[START Exercise input]
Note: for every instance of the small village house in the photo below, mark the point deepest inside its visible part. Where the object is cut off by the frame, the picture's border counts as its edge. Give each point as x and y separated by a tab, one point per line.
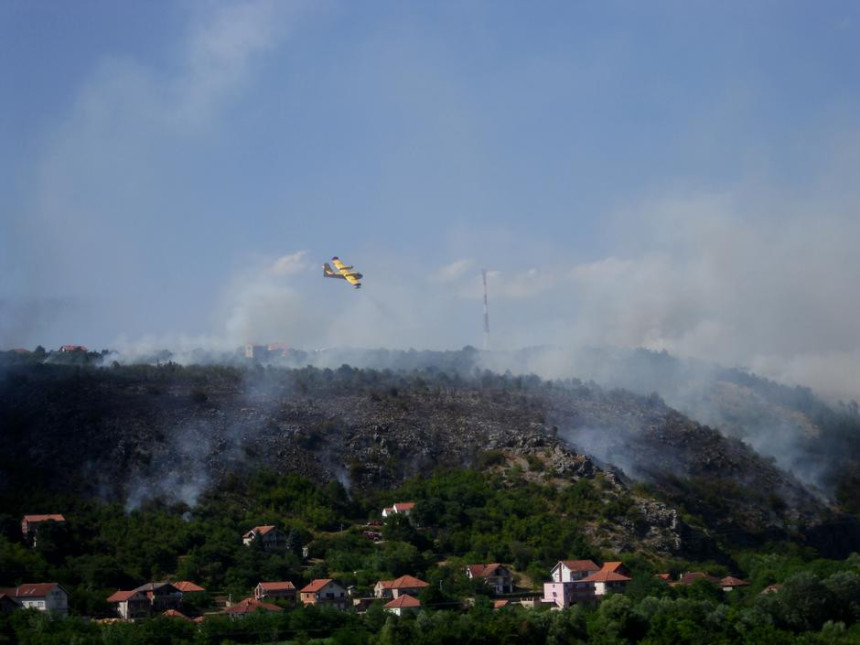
401	508
130	604
324	591
285	591
30	525
49	597
146	600
404	585
581	581
249	606
268	537
402	605
496	576
187	587
572	570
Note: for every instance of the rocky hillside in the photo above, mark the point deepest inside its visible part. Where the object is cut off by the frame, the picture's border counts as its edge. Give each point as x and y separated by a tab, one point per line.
132	432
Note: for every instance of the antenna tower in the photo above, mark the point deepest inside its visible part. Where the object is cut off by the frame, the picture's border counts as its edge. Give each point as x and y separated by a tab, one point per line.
486	312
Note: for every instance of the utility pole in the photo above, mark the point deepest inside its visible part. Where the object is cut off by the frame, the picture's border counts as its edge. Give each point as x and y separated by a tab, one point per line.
486	312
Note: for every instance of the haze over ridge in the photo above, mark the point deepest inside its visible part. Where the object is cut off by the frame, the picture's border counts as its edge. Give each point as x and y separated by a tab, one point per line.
629	176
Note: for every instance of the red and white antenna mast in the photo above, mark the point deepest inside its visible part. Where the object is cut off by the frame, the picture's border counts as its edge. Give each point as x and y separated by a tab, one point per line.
486	312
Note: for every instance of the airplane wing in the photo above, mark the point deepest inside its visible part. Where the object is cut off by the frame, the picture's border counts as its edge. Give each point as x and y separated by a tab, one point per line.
346	272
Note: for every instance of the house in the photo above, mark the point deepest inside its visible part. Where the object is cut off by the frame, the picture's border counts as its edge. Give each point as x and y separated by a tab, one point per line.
600	584
249	606
691	577
571	586
187	587
275	591
72	348
172	613
44	596
401	508
571	570
161	596
730	582
497	576
402	605
404	585
30	525
269	538
130	604
616	567
559	594
323	591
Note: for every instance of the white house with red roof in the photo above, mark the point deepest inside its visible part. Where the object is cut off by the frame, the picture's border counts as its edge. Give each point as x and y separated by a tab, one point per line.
268	536
401	508
30	525
284	590
600	584
571	570
730	582
402	586
249	606
497	576
571	585
44	596
130	604
146	600
324	591
402	605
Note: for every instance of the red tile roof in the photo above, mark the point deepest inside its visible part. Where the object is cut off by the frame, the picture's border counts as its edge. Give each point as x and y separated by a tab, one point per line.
187	587
690	577
403	602
483	570
731	581
259	530
250	605
408	582
580	565
172	613
277	586
35	590
604	575
315	585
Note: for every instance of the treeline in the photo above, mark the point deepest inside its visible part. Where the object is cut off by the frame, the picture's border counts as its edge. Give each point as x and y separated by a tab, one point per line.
460	517
809	609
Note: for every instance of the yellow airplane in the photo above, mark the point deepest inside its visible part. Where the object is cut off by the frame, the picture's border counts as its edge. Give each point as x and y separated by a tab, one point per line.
343	272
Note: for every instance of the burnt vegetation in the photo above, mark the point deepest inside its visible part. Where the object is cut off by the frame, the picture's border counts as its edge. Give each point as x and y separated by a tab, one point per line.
161	468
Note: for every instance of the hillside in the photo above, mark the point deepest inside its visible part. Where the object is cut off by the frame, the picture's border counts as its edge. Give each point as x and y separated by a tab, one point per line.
132	433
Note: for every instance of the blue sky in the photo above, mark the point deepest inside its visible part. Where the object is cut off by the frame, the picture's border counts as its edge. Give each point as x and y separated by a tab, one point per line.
678	175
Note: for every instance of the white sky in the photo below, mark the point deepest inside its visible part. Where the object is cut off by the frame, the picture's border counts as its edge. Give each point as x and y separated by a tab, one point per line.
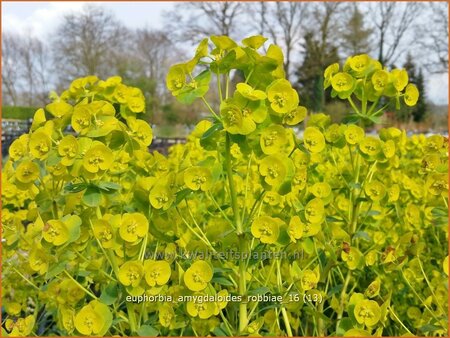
[END Exercise input]
### [What needs to be done]
Change every "photo" in the listing above to "image" and keep all other text unchanged. Leave the pictures out of your answer.

### [Finished answer]
Note: for every instance of the small village house in the image below, mark the point deepest inside its visible part. Where the object is cut off by the frame, the picture's border counts as its edge. Give each point as x and y separated by a tab, one point per line.
401	508
130	604
324	591
285	591
30	525
49	597
146	600
404	585
581	581
249	606
268	537
402	605
496	576
187	587
572	570
Note: for every instance of the rocky hillside in the image above, mark the point deepest inside its visible part. Where the object is cut off by the frame, the picture's border counts as its edge. Give each point as x and y separated by a tab, one point per line.
132	432
Note: for every instance of the antenna tower in the image above, mark the point deepest inside its visible part. Where the object is cut off by the frame, the picture's border counts as its edge. Give each point as x and y separated by a tab, one point per line.
486	312
Note: for every instance of the utility pole in the image above, mark the point deepest inside its visible part. Where the object is cut off by the frame, the picture's border counts as its edge. Give each point as x and y separated by a tab, one point per line.
486	312
Note: for every instance of the haze over ridge in the image above, mark the point deepest inside its visible part. Where the object is cut off by the frame, the picture's border counts as its edge. Give each point as x and y separated by a tab, one point per line.
629	176
Note: for every instance of the red and white antenna mast in the image above, mark the point deepest inside its visible part. Where the object is cut off by the frame, the picture's border counts as its edge. Give each point as x and y separated by a tab, one point per line.
486	312
Note: for every instance of the airplane wing in the image above, mark the point deepest inside its visible part. Where the object is cut off by the frame, the picture's border counts as its edge. Give each point as x and y separated by a tab, one point per line.
346	272
Note: for every instance of the house in the image above, mark the point deepest inside its visible part. Where the object is cut off by the frame, the picture's border counts as its edge. Give each point as x and y separated by a tab, one point per line.
600	584
249	606
691	577
571	586
187	587
275	591
72	348
172	613
44	596
401	508
571	570
161	596
730	582
497	576
402	605
404	585
30	525
269	538
130	604
616	567
559	594
323	591
Note: for every instance of the white house with red roof in the image above, mark the point deepest inside its visible part. Where the object is cut off by the frame, the picture's border counts as its edge. Give each point as x and y separated by a tab, one point per line.
268	536
401	508
30	525
284	590
600	584
571	570
730	582
402	586
249	606
497	576
571	585
44	596
130	604
146	600
324	591
402	605
Note: for every instance of the red tile roof in the image above, mark the point deepest inside its visible part. Where the object is cut off by the frame, the picture's border counts as its edge. Give each point as x and y separated by a tab, one point per line.
187	587
690	577
403	602
483	570
731	581
259	530
250	605
408	582
580	565
172	613
277	586
35	590
604	575
315	585
Note: for every instance of the treeline in the image above, mark the point deepest inside its visible part. Where the object is cut off by the frame, the picture's border counts as its edge. Give each point as x and y separated by a tab, one point per line.
460	517
809	609
Note: for every instance of the yellow airplane in the image above, mark the point deepest inside its visible part. Where the object is cut off by the frame, the picture's border counts as its edge. Give each point as x and y separated by a tab, one point per line.
343	272
Note: for every instance of the burnt vegetation in the image above, mark the point deepest inside its visible part. Where the object is cut off by the frame, the picture's border counts as its edge. Give each point as x and y separated by a tab, one point per line.
161	468
Note: for every instance of the hillside in the image above, mark the point deepest inside its visible part. Where the object is cut off by the frame, the picture's border counts as its edge. Give each point as x and y separated by a tab, one point per line.
132	433
Note: for every instance of the blue sky in the image above, mark the point deepest inside its visible part. Where the object is cut off by the frame, the picture's border counts as its edge. Give each point as x and y separated by a tab, one point per line.
678	175
Note: for every instance of the white sky in the image below, mark the point deepest inside its visible part. Where the object is cut off by the frame, the picture's border counts as its edge. Give each point as x and y separated by a tab, one point per line.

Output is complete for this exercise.